## Extrait
====

William Ruto a prêté serment mardi pour devenir officiellement le cinquième président du Kenya lors d’une cérémonie riche en couleurs à laquelle ont assisté une vingtaine de chefs d’Etats et de gouvernements.
Parmi les invités de marque: la présidente Samia Suluhu Hassan de la Tanzanie, Emmerson Mnangagwa du Zimbabwe, Filipe Nyusi du Mozambique, Félix Tshisekedi de la RDC, Umaro Sissoco Embalo de la Guinée Bissau (président en exercice de la CEDEAO), Paul Kagame du Rwanda, Ismaïl Omar Guelleh de Djibouti et Moussa Faki Mahamat, patron de la Commission de l’Union africaine.
C’est la présidente de la Cour suprême, Martha Koome, qui a supervisé la prestation de serment de M. Ruto, 55 ans, sous un tonnerre d’applaudissements et une pluie de confettis. Le nouveau vice-président, Rigathi Gachagua, a aussi prêté serment lors de la même cérémonie.
La cérémonie d’investiture a eu lieu au stade Kasarani, le plus grand de Nairobi, la capitale, avec une capacité de 60.000 places. Le stade était rempli avant 9H00, et de nombreux partisans portaient des maillots et casques jaunes, la couleur du parti de William Ruto. Plusieurs personnes ont été blessées après qu’une foule a essayé de forcer l’entrée du stade.
Le 5 septembre, près d’un mois après l’élection présidentielle du 9 août, la Cour suprême a validé à l’unanimité la victoire du vice-président sortant devant Raila Odinga, figure historique de la politique kényane de 77 ans qui avait dénoncé des « fraudes ».
M. Ruto a devancé M. Odinga, soutenu par le chef de l’Etat sortant Uhuru Kenyatta et son puissant parti, d’environ 233.000 voix sur un total de 14 millions de votes.
L’arrivée de William Ruto à State House, le palais présidentiel, était scrutée de près par la communauté internationale, qui considère le Kenya comme un havre de stabilité démocratique et une locomotive économique dans la région tourmentée de la Corne de l’Afrique.
Les observateurs indépendants ont loué la bonne tenue de l’élection qui, malgré un scrutin serré et contesté, n’a pas donné lieu à des violences, comme a pu connaître le pays par le passé.
Le président sortant Kenyatta a évoqué une transition « en douceur ».
Les deux hommes, en conflit depuis plusieurs années, se sont serré la main lundi devant les caméras lors d’une entrevue au palais présidentiel. M. Kenyatta a ensuite « chaleureusement félicité » son successeur.
Difficultés économiques
Son élection validée par la Cour suprême, William Ruto a appelé à l’unité, tendant une « main fraternelle » à ses opposants. « Nous ne sommes pas des ennemis, nous sommes tous des Kényans », a-t-il déclaré dans un discours.
Mais selon de nombreux analystes, M. Ruto hérite d’un pays profondément divisé, au terme d’une campagne tendue.

====

## Extraits d'enregistrements
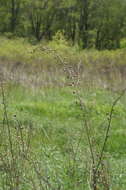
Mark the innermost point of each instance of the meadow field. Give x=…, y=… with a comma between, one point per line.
x=62, y=117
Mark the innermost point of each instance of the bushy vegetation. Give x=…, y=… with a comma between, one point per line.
x=99, y=24
x=56, y=101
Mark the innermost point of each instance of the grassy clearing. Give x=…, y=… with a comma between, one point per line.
x=43, y=142
x=57, y=127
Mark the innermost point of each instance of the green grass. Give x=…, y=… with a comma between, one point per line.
x=42, y=108
x=57, y=128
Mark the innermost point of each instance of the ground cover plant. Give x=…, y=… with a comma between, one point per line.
x=48, y=98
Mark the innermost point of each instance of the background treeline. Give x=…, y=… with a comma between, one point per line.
x=100, y=24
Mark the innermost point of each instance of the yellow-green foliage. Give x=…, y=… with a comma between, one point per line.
x=21, y=50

====

## Détails de la tâche
Rédigez la suite de l'article sur l'investiture de William Ruto en reprenant juste après sa dernière phrase.

## Réponse à la tâche
La prestation de serment de William Ruto intervient à un « moment historique », selon un éditorial publié dimanche dans les colonnes de The Standard, un des principaux quotidiens du pays. « Il est temps de serrer les rangs, accueillir les opposants et forger un front uni », exhortait le journal.
De nombreux Kényans se sont détournés des urnes, alors que le pays fait face à une forte inflation et à une dette qui atteint 70 milliards d’euros, environ 67% de son PIB.
Issu d’une famille modeste avant de devenir un des hommes les plus riches du pays, le nouveau président s’est présenté comme le héraut des « débrouillards » du petit peuple, promettant de créer des emplois et de s’attaquer à l’inflation qui frappe notamment les carburants, les produits alimentaires, les semences et les engrais.
Pour sortir le pays du « gouffre économique » dans lequel il se trouve, il a promis la création d’un « fonds des débrouillards » d’un montant de 50 milliards de shillings kényans (environ 410 millions d’euros) permettant d’accorder des prêts aux petites entreprises.
Mais la tâche s’annonce difficile pour le nouveau président sur le terrain économique, selon le centre de réflexion International Crisis Group (ICG).
Si les élections kényanes ont été un « exemple pour la région », le nouveau chef de l’Etat doit répondre « à des attentes très élevées et à une économie en mauvaise posture », souligne l’ICG, en prévenant: « Gouverner sera plus dur que faire campagne ».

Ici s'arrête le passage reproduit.